* Problem details: Reproduce the lines below unchanged except for one replacement: wherever "even-odd rule" appears, write "nonzero winding rule" in its place.

══════════

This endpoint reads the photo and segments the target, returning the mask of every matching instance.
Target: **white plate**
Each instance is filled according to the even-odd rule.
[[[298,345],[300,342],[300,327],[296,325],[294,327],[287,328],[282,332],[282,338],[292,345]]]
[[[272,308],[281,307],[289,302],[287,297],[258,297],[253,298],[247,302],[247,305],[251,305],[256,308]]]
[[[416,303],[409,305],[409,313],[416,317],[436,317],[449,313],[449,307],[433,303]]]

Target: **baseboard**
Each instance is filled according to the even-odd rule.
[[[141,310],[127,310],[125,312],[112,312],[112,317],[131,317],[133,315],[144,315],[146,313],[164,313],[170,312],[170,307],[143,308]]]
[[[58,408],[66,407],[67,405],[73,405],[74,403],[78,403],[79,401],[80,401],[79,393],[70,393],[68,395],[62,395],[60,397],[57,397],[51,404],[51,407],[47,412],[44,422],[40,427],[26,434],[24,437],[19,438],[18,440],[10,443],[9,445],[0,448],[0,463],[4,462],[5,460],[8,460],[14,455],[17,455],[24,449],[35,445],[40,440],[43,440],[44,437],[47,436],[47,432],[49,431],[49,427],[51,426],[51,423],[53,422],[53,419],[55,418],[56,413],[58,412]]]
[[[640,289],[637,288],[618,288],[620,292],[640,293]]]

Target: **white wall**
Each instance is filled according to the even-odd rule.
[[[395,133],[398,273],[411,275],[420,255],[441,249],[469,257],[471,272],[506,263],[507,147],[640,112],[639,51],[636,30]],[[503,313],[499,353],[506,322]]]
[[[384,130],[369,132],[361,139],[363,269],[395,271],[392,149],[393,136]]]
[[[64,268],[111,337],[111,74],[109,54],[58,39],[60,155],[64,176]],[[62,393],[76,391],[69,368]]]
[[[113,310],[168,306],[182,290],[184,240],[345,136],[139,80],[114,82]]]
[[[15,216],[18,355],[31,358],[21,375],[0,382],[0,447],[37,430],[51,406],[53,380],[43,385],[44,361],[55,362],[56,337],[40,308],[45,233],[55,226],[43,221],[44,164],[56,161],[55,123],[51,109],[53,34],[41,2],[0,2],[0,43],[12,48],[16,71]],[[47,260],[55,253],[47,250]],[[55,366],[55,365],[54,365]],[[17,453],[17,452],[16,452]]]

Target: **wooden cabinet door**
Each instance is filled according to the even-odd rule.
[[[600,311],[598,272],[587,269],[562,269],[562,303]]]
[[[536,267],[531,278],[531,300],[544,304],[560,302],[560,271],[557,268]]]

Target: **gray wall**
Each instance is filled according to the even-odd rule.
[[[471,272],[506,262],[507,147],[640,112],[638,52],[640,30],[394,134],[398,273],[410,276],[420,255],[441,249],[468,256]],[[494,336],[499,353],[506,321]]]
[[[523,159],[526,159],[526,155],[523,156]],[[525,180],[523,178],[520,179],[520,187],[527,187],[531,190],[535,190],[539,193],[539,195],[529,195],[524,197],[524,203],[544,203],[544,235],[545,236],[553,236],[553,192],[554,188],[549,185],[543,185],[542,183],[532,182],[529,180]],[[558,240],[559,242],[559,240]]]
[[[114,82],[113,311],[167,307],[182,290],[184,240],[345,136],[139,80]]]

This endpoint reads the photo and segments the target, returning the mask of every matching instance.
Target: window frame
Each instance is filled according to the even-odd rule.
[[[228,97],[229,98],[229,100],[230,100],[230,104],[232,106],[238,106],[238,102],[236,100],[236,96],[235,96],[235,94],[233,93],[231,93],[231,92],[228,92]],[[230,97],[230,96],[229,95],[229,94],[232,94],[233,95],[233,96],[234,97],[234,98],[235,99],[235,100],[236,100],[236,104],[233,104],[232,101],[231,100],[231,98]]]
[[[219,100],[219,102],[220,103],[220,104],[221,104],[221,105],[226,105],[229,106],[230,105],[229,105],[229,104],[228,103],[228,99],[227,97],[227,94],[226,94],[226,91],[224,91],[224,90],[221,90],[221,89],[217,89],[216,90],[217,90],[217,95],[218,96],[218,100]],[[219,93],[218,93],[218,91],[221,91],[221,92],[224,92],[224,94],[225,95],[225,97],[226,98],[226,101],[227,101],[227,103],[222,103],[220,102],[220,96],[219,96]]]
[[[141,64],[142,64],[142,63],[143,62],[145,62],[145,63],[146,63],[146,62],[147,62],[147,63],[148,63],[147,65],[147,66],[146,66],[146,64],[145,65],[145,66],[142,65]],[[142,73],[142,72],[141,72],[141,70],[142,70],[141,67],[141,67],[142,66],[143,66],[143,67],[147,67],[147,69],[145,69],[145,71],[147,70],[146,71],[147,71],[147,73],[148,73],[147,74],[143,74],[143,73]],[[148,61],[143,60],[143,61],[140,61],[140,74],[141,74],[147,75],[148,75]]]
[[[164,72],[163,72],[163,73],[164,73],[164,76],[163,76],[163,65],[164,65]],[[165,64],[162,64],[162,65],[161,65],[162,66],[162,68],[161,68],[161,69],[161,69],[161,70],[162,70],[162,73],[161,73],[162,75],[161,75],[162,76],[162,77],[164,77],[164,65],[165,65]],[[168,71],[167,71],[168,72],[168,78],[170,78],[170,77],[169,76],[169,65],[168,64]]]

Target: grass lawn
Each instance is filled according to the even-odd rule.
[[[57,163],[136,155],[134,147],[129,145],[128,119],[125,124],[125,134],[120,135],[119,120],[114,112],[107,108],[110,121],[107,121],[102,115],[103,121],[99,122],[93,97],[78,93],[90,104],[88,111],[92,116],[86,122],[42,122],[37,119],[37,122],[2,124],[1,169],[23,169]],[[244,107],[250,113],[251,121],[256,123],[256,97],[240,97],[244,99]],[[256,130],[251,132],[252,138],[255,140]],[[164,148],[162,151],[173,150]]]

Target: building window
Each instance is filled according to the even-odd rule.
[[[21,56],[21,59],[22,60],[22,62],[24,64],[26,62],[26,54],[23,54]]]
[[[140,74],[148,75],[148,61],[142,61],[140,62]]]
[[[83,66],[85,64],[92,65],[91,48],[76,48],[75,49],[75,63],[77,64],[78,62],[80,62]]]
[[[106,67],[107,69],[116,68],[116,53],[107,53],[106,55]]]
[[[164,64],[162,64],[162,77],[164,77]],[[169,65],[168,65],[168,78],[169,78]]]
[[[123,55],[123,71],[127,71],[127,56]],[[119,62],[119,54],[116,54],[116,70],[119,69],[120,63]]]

══════════

* Exercise response:
This endpoint reads the photo and segments the target, returning the mask of every matching instance.
Target: **white plate**
Each instance is filled according to the nonzero winding rule.
[[[298,345],[300,342],[300,327],[296,325],[294,327],[287,328],[282,332],[282,338],[292,345]]]
[[[272,308],[281,307],[289,302],[287,297],[258,297],[253,298],[247,302],[247,305],[251,305],[256,308]]]
[[[416,303],[409,305],[409,313],[416,317],[436,317],[449,313],[449,307],[433,303]]]

Target: **baseboard**
Each instance is filled according to the nonzero winding rule.
[[[141,310],[127,310],[125,312],[112,312],[112,317],[131,317],[133,315],[144,315],[146,313],[164,313],[170,312],[170,307],[143,308]]]
[[[58,408],[66,407],[67,405],[73,405],[74,403],[78,403],[79,401],[80,401],[79,393],[70,393],[68,395],[62,395],[60,397],[57,397],[51,404],[51,407],[47,412],[44,422],[40,427],[26,434],[24,437],[19,438],[18,440],[10,443],[9,445],[0,448],[0,463],[4,462],[5,460],[8,460],[14,455],[17,455],[24,449],[35,445],[40,440],[43,440],[44,437],[47,436],[47,432],[49,431],[49,427],[51,426],[51,423],[53,422],[53,419],[55,418],[56,413],[58,412]]]
[[[640,289],[637,288],[618,288],[620,292],[640,293]]]

Target: **white wall**
Each instance is filled according to the nonzero winding rule.
[[[395,133],[398,273],[411,275],[420,255],[441,249],[469,257],[471,272],[506,263],[507,147],[640,112],[639,51],[636,30]],[[503,313],[499,353],[506,322]]]
[[[384,130],[369,132],[361,139],[363,269],[395,271],[392,149],[393,136]]]
[[[64,268],[111,337],[111,74],[109,54],[58,39],[60,155],[64,176]],[[62,393],[76,391],[69,368]]]
[[[113,310],[168,306],[182,290],[184,240],[345,136],[139,80],[114,82]]]
[[[15,216],[18,355],[31,358],[21,375],[0,382],[0,447],[37,430],[51,406],[53,380],[43,385],[44,361],[55,362],[56,337],[40,308],[45,233],[55,226],[43,221],[44,164],[56,161],[55,123],[51,109],[53,34],[41,2],[0,2],[0,43],[12,48],[16,71]],[[47,260],[55,253],[47,250]],[[55,366],[55,365],[54,365]],[[17,453],[17,452],[16,452]]]

Target: **wooden cabinet door**
Each instance is filled according to the nonzero winding rule.
[[[600,311],[598,272],[587,269],[562,269],[562,303]]]
[[[536,267],[531,278],[531,300],[544,304],[560,302],[560,271],[557,268]]]

Target: **gray wall**
Each instance is filled according to the nonzero winding rule.
[[[471,272],[506,262],[507,147],[640,112],[638,52],[640,30],[394,134],[398,273],[410,276],[420,255],[441,249],[468,256]],[[494,336],[499,353],[506,321]]]
[[[523,159],[526,159],[526,155],[523,156]],[[525,180],[523,178],[520,179],[520,187],[527,187],[531,190],[535,190],[539,193],[539,195],[529,195],[524,197],[524,203],[544,203],[544,235],[545,236],[553,236],[553,192],[554,188],[549,185],[543,185],[542,183],[532,182],[529,180]],[[558,240],[559,242],[559,240]]]
[[[114,82],[113,311],[167,307],[182,290],[184,240],[345,136],[139,80]]]

This endpoint reads the photo and segments the target, returning the mask of every matching instance.
Target: window frame
Each instance is filled according to the nonzero winding rule.
[[[228,97],[229,98],[229,100],[230,100],[230,104],[232,106],[238,106],[238,102],[236,100],[236,96],[235,96],[235,94],[233,93],[231,93],[231,92],[228,92]],[[230,97],[230,96],[229,95],[229,94],[232,94],[233,95],[233,96],[234,97],[234,98],[235,99],[235,100],[236,100],[236,104],[233,104],[232,101],[231,100],[231,98]]]
[[[219,100],[219,102],[220,103],[220,104],[221,104],[221,105],[226,105],[229,106],[230,105],[229,105],[229,104],[228,103],[228,99],[227,97],[227,94],[226,94],[226,91],[224,91],[224,90],[221,90],[221,89],[217,89],[216,90],[217,90],[217,95],[218,96],[218,100]],[[219,93],[218,93],[218,91],[221,91],[221,92],[224,92],[224,94],[225,95],[225,97],[226,98],[226,101],[227,101],[227,103],[222,103],[220,102],[220,96],[219,96]]]
[[[141,64],[142,64],[142,63],[143,62],[145,62],[145,63],[146,63],[146,62],[147,62],[147,63],[148,63],[147,65],[147,66],[146,66],[146,64],[145,65],[145,66],[142,65]],[[142,73],[142,72],[141,72],[141,70],[142,70],[141,67],[141,67],[142,66],[143,66],[143,67],[147,67],[147,69],[145,69],[145,71],[147,70],[146,71],[147,71],[147,73],[148,73],[147,74],[143,74],[143,73]],[[148,61],[143,60],[143,61],[140,61],[140,74],[141,74],[147,75],[148,75]]]
[[[164,72],[163,72],[163,73],[164,73],[164,76],[163,76],[163,65],[164,65]],[[165,64],[162,64],[162,65],[161,65],[162,66],[162,68],[161,68],[161,69],[161,69],[161,70],[162,70],[162,73],[161,73],[162,75],[161,75],[162,76],[162,77],[164,77],[164,65],[165,65]],[[168,71],[167,71],[168,72],[168,78],[170,78],[170,77],[169,76],[169,65],[168,64]]]

Target: grass lawn
Each instance is filled according to the nonzero winding rule.
[[[57,163],[136,155],[134,147],[129,145],[128,119],[125,124],[125,134],[120,135],[119,120],[114,112],[107,108],[110,121],[107,121],[102,115],[103,121],[99,122],[93,97],[78,93],[90,104],[88,111],[92,116],[86,122],[42,122],[37,119],[37,122],[2,124],[1,169],[23,169]],[[244,107],[250,113],[251,121],[256,123],[256,97],[240,97],[244,99]],[[256,130],[251,132],[252,138],[255,140]],[[164,148],[162,151],[173,150]]]

Target: building window
Each instance is filled according to the nonzero winding rule.
[[[21,56],[21,59],[22,60],[22,62],[24,64],[26,62],[26,54],[23,54]]]
[[[140,74],[148,75],[148,61],[142,61],[140,62]]]
[[[83,66],[85,64],[92,65],[91,48],[76,48],[75,49],[75,63],[77,64],[78,62],[80,62]]]
[[[106,67],[107,69],[116,68],[116,53],[107,53],[106,55]]]
[[[164,64],[162,64],[162,77],[164,77]],[[169,65],[168,65],[168,78],[169,78]]]
[[[123,55],[123,71],[127,71],[127,56]],[[119,62],[119,54],[116,54],[116,70],[119,69],[120,63]]]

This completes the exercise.